--- TEXT PASSAGE ---

5.06 Prohibition of Multiple Officeholders
Multiple officeholders, or
the practice of having one person hold more than one Office, shall not be
permitted by this Corporation, except as provided in section 6.04 or in
section 8.05 of these By-laws.
5.07 Removal of Officers
Any Officer may be removed
from Office when such action will serve the best interests of this
Corporation. Removal of an Officer shall require the vote of a majority of
the Directors, and shall be based on any of the following events:
(1) Termination of
Membership in the NACD as specified in section 3.09 of these By-laws.
(2) Removal from the Board
of Directors of the Corporation as specified in sections 4.08 or 4.09 of
these Bylaws.
(3) Any other repeated
failure to execute successfully the duties of his/her office. Such removal
will be without prejudice to any contract rights of the Officer so removed.
5.08 Vacancies Among the Officers
Resignation of Officers
will become effective immediately or on the date specified in the letter of
resignation, and vacancies shall be deemed to exist as of such effective
date. Any vacancies among the Officers shall be filled as specified in these
By-laws in sections 5.02 and 5.03. The Member designated to fill the vacant
Office will serve for the unexpired remainder of the term of the predecessor
in office.
ARTICLE SIX - NACD
BRANCHES
6.01 Establishment of Branches
A Branch of the NACD may
be established by interested Members or Officers, with approval of the Board
of Directors, or by the Board.
6.02 Branch Chairmen
A Branch Chairman may be
elected by the Branch Members or appointed by the Board. A Branch Chairman
shall be a Voting Member in good standing of the NACD. Each Branch Chairman
shall report to the Board at least once per year, on the occasion of the
annual general membership meeting, or more frequently at the request of the
Board. A Branch Chairman shall not act on behalf of the NACD, its Officers
or its Directors except as in directives given by resolution of the Board,
or as specified by law or within the Articles of Incorporation, these
By-laws, or specific Administrative Policy.

---

## [PROBLEM A]
Copy the by-laws passage on officers and branches word for word, in its entirety.

--- GIVEN DATA ---

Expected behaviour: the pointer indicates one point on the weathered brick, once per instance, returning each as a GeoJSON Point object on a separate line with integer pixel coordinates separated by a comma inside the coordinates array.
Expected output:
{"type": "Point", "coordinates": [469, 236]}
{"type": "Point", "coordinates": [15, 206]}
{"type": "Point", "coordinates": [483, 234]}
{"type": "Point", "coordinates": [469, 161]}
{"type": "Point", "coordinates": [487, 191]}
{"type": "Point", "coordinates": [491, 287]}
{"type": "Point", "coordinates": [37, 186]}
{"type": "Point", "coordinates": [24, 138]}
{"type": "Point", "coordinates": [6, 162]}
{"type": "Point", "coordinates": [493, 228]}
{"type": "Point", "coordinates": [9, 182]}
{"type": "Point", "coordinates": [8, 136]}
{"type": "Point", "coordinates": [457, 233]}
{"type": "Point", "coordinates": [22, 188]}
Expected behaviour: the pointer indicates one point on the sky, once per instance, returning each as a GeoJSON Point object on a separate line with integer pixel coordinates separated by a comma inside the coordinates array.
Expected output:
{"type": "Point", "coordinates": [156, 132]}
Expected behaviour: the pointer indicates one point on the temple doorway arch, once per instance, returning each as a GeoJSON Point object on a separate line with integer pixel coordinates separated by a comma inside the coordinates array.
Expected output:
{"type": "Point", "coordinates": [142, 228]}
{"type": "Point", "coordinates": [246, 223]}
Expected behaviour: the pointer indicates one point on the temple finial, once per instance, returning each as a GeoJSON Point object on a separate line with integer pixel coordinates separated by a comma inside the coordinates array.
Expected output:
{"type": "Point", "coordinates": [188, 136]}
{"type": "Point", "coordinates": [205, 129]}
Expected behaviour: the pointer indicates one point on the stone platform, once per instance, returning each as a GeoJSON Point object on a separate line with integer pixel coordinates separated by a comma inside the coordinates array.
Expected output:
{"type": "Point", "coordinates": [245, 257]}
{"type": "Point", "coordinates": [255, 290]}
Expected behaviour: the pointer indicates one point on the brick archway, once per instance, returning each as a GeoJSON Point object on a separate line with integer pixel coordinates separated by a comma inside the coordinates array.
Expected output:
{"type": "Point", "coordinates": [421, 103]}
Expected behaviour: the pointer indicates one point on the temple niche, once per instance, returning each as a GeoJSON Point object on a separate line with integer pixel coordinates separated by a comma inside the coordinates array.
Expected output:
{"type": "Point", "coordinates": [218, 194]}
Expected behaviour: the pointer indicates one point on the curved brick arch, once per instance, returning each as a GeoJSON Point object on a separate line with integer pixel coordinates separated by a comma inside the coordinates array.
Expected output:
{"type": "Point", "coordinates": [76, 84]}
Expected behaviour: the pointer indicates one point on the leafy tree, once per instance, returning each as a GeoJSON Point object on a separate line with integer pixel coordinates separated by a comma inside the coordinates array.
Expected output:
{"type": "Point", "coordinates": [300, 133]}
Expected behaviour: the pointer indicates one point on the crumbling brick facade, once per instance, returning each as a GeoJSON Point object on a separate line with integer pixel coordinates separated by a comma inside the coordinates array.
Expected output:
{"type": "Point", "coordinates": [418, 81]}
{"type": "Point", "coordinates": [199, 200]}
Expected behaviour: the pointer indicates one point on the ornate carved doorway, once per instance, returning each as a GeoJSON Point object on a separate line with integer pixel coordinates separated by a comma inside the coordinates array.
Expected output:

---

## [PROBLEM B]
Rewrite the rows from the line containing "temple niche, once" up to and including the last line of the rows, changing "pointer" to "cursor" and keeping everything else the same.

## [EXERCISE RESULT A]
5.06 Prohibition of Multiple Officeholders
Multiple officeholders, or
the practice of having one person hold more than one Office, shall not be
permitted by this Corporation, except as provided in section 6.04 or in
section 8.05 of these By-laws.
5.07 Removal of Officers
Any Officer may be removed
from Office when such action will serve the best interests of this
Corporation. Removal of an Officer shall require the vote of a majority of
the Directors, and shall be based on any of the following events:
(1) Termination of
Membership in the NACD as specified in section 3.09 of these By-laws.
(2) Removal from the Board
of Directors of the Corporation as specified in sections 4.08 or 4.09 of
these Bylaws.
(3) Any other repeated
failure to execute successfully the duties of his/her office. Such removal
will be without prejudice to any contract rights of the Officer so removed.
5.08 Vacancies Among the Officers
Resignation of Officers
will become effective immediately or on the date specified in the letter of
resignation, and vacancies shall be deemed to exist as of such effective
date. Any vacancies among the Officers shall be filled as specified in these
By-laws in sections 5.02 and 5.03. The Member designated to fill the vacant
Office will serve for the unexpired remainder of the term of the predecessor
in office.
ARTICLE SIX - NACD
BRANCHES
6.01 Establishment of Branches
A Branch of the NACD may
be established by interested Members or Officers, with approval of the Board
of Directors, or by the Board.
6.02 Branch Chairmen
A Branch Chairman may be
elected by the Branch Members or appointed by the Board. A Branch Chairman
shall be a Voting Member in good standing of the NACD. Each Branch Chairman
shall report to the Board at least once per year, on the occasion of the
annual general membership meeting, or more frequently at the request of the
Board. A Branch Chairman shall not act on behalf of the NACD, its Officers
or its Directors except as in directives given by resolution of the Board,
or as specified by law or within the Articles of Incorporation, these
By-laws, or specific Administrative Policy.

## [EXERCISE RESULT B]
Expected behaviour: the cursor indicates one point on the temple niche, once per instance, returning each as a GeoJSON Point object on a separate line with integer pixel coordinates separated by a comma inside the coordinates array.
Expected output:
{"type": "Point", "coordinates": [218, 194]}
Expected behaviour: the cursor indicates one point on the curved brick arch, once per instance, returning each as a GeoJSON Point object on a separate line with integer pixel coordinates separated by a comma inside the coordinates array.
Expected output:
{"type": "Point", "coordinates": [76, 84]}
Expected behaviour: the cursor indicates one point on the leafy tree, once per instance, returning each as a GeoJSON Point object on a separate line with integer pixel coordinates separated by a comma inside the coordinates array.
Expected output:
{"type": "Point", "coordinates": [300, 133]}
Expected behaviour: the cursor indicates one point on the crumbling brick facade, once per instance, returning each as a GeoJSON Point object on a separate line with integer pixel coordinates separated by a comma inside the coordinates array.
Expected output:
{"type": "Point", "coordinates": [418, 81]}
{"type": "Point", "coordinates": [199, 200]}
Expected behaviour: the cursor indicates one point on the ornate carved doorway, once per instance, returning each as a GeoJSON Point object on a separate line with integer pixel coordinates separated by a comma inside the coordinates array.
Expected output:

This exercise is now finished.